* _Given problem 1_:
Which lines in the records contain the word "white"? Return each of those lines in full, treating case as significant.

─── Extract ───

We're all working on the latest The Third Estate Sunday Review. And I'll copy and paste to show who's working:

The Third Estate Sunday Review's Dona, Jess, Ty, Ava and Jim, Rebecca of Sex and Politics and Screeds and Attitude, Betty of Thomas Friedman Is a Great Man, C.I. of The Common Ills and The Third Estate Sunday Review, Kat of Kat's Korner (of The Common Ills), Cedric of Cedric's Big Mix, Mike of Mikey Likes It!, Elaine of Like Maria Said Paz and Wally of The Daily Jot.

The biggest question I'm asked by friends at work, the woman I've started seeing and Three Cool Old Guys is, "What's it like when you all work together on this?"

So I asked for impressions during the first half of a session tonight. We're on a break right now.

Collectively, we have four pieces started. Two of those are completed. Dona says that she feels the crunch on every edition. Jim talked about how it "keeps the creative juices flowing." Ava offered that she and C.I. think they'll do a compare and contrast of two shows, one no longer airing, for their review this week but they haven't started it yet. Mike says it feels like it's moving along pretty good considering the hour. Betty's eager to get started on a planned piece.
Jess points out that the four started will probably result in only one or two that makes it online (all will go in the print edition). Ty's wondering how late this session will go. Kat says she slept in Saturday morning to be sure she had the energy for tonight/this morning. Rebecca points out that not only does C.I. have to do this but as soon as everything's posted, C.I. has to go over and come up with an entry for The Common Ills. Elaine says she's chilling by listening to the Cowboy Junkies. C.I.? "What's the question?"

─── Recorded data ───

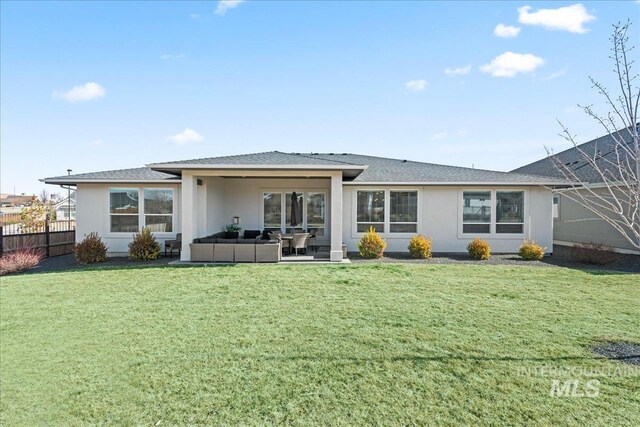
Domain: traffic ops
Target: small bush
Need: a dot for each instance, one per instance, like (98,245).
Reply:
(531,251)
(144,246)
(479,249)
(90,250)
(420,247)
(593,253)
(371,245)
(20,260)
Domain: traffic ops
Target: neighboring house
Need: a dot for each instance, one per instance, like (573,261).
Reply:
(573,223)
(66,208)
(342,195)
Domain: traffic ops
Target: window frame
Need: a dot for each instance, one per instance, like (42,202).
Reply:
(305,199)
(494,202)
(141,214)
(387,234)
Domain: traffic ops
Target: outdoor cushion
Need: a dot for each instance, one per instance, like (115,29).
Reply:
(226,240)
(251,234)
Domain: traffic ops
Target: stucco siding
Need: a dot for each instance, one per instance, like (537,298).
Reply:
(576,224)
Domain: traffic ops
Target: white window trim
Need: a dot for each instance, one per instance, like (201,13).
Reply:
(283,217)
(386,233)
(141,214)
(494,201)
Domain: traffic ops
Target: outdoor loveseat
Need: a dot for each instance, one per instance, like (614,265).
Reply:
(217,248)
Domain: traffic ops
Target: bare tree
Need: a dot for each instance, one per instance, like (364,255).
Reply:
(614,194)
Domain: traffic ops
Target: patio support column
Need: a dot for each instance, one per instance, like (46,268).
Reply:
(188,215)
(336,217)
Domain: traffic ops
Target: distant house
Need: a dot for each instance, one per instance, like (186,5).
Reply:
(573,223)
(12,200)
(66,208)
(336,196)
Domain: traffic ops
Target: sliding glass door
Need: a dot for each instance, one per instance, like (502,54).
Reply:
(295,210)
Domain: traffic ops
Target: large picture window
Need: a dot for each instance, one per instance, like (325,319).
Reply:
(509,212)
(476,212)
(123,210)
(158,209)
(481,215)
(403,211)
(370,211)
(128,212)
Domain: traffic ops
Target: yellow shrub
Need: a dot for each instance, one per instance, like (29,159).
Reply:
(371,245)
(420,247)
(530,251)
(479,249)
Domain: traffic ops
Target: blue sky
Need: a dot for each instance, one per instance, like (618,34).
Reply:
(240,77)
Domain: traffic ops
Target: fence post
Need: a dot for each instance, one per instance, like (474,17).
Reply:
(46,235)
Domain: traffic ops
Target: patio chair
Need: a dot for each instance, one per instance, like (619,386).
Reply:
(299,241)
(171,245)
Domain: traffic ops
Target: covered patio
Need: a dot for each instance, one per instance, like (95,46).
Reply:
(266,204)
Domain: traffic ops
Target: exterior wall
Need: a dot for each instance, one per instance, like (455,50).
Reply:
(92,206)
(440,218)
(576,224)
(242,197)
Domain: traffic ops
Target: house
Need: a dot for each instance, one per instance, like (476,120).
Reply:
(341,195)
(572,222)
(66,208)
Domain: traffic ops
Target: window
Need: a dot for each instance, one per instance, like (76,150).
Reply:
(316,212)
(370,211)
(158,210)
(310,211)
(123,210)
(272,203)
(403,214)
(476,212)
(509,212)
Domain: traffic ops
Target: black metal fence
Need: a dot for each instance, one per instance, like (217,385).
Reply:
(52,237)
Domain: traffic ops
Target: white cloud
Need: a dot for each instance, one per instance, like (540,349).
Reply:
(224,5)
(506,31)
(416,85)
(168,56)
(567,18)
(460,71)
(509,64)
(557,74)
(186,136)
(86,92)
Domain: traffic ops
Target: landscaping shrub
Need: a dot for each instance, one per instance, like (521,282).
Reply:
(144,246)
(420,247)
(531,251)
(479,249)
(371,245)
(20,260)
(90,250)
(593,253)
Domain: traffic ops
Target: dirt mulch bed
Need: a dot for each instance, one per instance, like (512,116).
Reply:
(560,258)
(621,351)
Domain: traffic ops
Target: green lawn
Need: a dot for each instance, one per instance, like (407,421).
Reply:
(391,344)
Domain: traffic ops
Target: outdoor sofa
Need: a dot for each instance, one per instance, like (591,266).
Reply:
(249,248)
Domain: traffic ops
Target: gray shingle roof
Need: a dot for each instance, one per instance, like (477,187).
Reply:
(265,159)
(376,170)
(574,160)
(136,174)
(385,170)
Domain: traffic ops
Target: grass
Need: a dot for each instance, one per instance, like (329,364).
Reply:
(391,344)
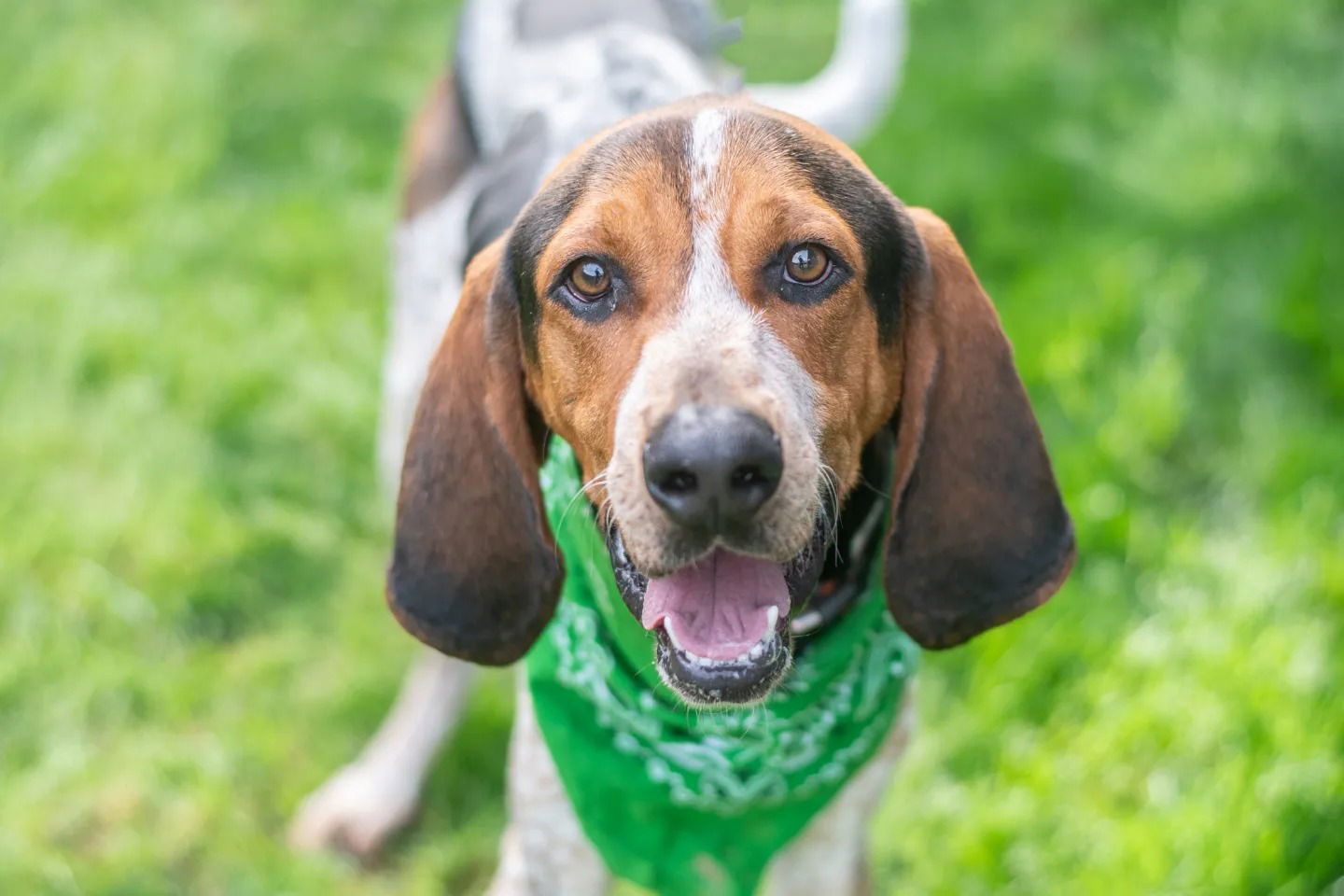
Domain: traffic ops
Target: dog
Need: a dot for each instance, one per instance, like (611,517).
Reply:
(710,366)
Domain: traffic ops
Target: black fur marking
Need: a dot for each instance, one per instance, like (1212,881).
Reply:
(891,248)
(662,140)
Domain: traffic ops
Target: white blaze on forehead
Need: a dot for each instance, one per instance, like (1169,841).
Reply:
(708,277)
(717,349)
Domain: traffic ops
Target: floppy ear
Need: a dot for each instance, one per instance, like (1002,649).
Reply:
(979,532)
(475,572)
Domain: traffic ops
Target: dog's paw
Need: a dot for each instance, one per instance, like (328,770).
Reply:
(355,812)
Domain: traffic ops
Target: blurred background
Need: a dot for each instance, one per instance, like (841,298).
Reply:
(195,203)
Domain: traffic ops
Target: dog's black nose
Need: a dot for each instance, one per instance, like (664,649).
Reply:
(711,468)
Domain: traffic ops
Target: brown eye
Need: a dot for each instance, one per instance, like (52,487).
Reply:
(589,280)
(808,263)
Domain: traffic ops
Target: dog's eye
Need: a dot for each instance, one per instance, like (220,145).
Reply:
(589,280)
(806,263)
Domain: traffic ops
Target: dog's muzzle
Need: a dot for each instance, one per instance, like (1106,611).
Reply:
(722,623)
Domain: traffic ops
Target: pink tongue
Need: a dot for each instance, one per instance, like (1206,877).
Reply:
(720,608)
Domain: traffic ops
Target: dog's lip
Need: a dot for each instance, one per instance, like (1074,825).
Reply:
(772,630)
(742,679)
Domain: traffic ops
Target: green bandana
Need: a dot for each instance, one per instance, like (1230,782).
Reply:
(684,801)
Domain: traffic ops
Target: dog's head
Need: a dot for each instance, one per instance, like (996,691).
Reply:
(739,330)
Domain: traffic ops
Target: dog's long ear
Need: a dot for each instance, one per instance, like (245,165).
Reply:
(475,572)
(979,534)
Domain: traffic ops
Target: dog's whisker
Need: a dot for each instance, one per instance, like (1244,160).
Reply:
(599,479)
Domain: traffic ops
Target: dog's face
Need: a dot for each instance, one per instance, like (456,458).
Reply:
(720,308)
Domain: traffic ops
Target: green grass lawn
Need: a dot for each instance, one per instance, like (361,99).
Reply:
(195,201)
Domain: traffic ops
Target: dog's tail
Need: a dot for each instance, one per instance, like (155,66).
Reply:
(848,97)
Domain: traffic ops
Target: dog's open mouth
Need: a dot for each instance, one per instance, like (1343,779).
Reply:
(722,626)
(722,623)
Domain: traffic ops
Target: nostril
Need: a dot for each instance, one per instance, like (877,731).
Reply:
(679,483)
(748,476)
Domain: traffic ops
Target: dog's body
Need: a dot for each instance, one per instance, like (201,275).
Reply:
(534,85)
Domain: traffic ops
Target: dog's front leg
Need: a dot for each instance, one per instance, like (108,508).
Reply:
(543,850)
(363,804)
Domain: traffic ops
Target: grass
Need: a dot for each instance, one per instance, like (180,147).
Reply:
(194,210)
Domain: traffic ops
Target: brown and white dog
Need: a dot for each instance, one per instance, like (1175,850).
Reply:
(736,327)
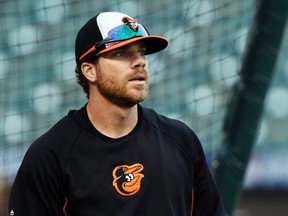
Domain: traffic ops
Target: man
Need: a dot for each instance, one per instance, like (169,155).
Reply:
(113,156)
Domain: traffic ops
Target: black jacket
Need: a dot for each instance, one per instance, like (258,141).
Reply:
(157,169)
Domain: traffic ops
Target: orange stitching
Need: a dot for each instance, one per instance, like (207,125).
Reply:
(127,179)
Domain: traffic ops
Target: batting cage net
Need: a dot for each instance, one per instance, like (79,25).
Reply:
(190,80)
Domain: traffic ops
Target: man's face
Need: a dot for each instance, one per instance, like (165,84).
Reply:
(122,75)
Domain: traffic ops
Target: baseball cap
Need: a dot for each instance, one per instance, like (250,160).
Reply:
(111,30)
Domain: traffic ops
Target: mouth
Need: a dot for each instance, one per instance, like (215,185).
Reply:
(138,79)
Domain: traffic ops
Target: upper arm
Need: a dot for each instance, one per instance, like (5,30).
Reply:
(38,186)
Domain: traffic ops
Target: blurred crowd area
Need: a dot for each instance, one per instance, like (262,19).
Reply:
(191,80)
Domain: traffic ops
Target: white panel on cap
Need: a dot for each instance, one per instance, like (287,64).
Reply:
(109,20)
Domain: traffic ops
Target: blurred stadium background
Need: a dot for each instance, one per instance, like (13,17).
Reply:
(191,80)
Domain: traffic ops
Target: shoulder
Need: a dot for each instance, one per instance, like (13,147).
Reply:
(176,130)
(167,125)
(58,140)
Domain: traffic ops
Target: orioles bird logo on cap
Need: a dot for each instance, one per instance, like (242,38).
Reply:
(131,23)
(127,179)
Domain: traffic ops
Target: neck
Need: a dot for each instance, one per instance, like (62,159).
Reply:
(111,120)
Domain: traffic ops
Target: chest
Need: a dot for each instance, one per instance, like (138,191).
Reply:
(141,171)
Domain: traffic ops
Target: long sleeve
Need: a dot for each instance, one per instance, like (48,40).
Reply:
(37,189)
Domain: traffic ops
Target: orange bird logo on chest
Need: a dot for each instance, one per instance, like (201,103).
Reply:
(127,179)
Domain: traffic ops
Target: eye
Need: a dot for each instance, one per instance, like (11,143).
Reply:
(142,51)
(127,177)
(131,176)
(120,53)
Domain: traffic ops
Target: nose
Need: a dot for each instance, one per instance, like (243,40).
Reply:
(138,61)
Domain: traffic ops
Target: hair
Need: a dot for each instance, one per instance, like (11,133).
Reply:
(81,79)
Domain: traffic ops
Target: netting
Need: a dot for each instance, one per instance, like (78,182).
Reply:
(190,80)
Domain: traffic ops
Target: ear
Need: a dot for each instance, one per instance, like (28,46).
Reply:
(89,71)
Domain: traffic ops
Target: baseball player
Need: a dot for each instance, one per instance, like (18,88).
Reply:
(114,156)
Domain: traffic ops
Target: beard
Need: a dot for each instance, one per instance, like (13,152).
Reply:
(123,95)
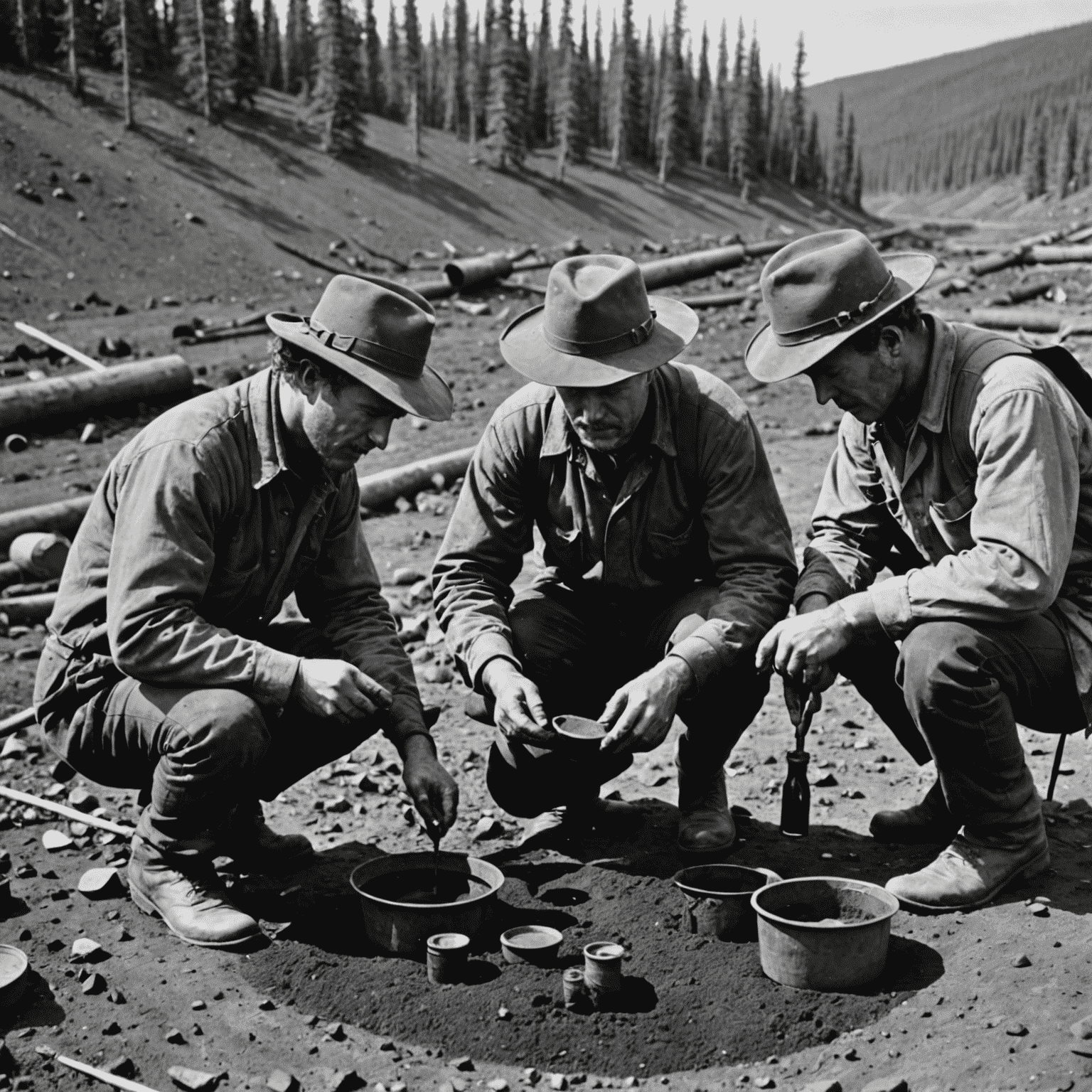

───

* _Given problem 2_:
Can you update the post about the group writing session, from "The biggest question" to "a planned piece.", so that "break" is replaced with "pause"?

* _Task result 1_:
Target: white window trim
Target: white cloud
Target: white blaze on forehead
Target: brown and white dog
Target: white panel on cap

* _Task result 2_:
The biggest question I'm asked by friends at work, the woman I've started seeing and Three Cool Old Guys is, "What's it like when you all work together on this?"

So I asked for impressions during the first half of a session tonight. We're on a pause right now.

Collectively, we have four pieces started. Two of those are completed. Dona says that she feels the crunch on every edition. Jim talked about how it "keeps the creative juices flowing." Ava offered that she and C.I. think they'll do a compare and contrast of two shows, one no longer airing, for their review this week but they haven't started it yet. Mike says it feels like it's moving along pretty good considering the hour. Betty's eager to get started on a planned piece.